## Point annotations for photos
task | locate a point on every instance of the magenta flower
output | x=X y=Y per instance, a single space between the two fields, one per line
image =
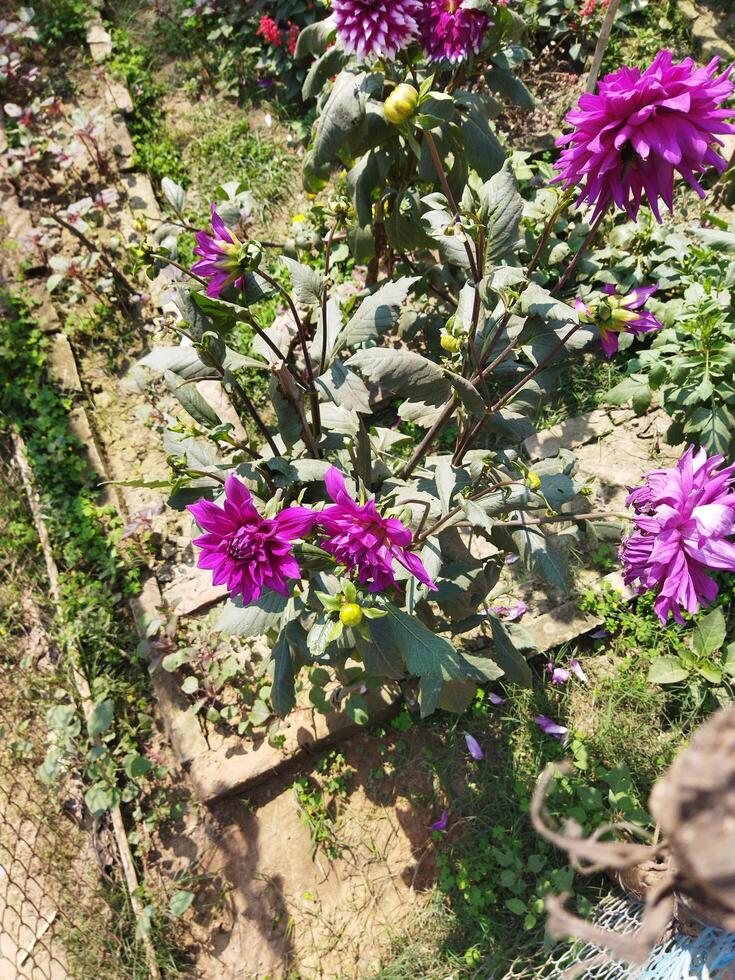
x=375 y=28
x=576 y=668
x=559 y=675
x=512 y=612
x=221 y=257
x=619 y=314
x=549 y=727
x=641 y=127
x=474 y=747
x=441 y=823
x=683 y=518
x=247 y=552
x=449 y=30
x=363 y=541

## Work to do
Gather every line of the data above that contains the string "instance", and copy each one unchanged.

## Solution
task | locate a point on every instance of the magenta flower
output | x=X y=Y per instance, a single space between the two fields, one per line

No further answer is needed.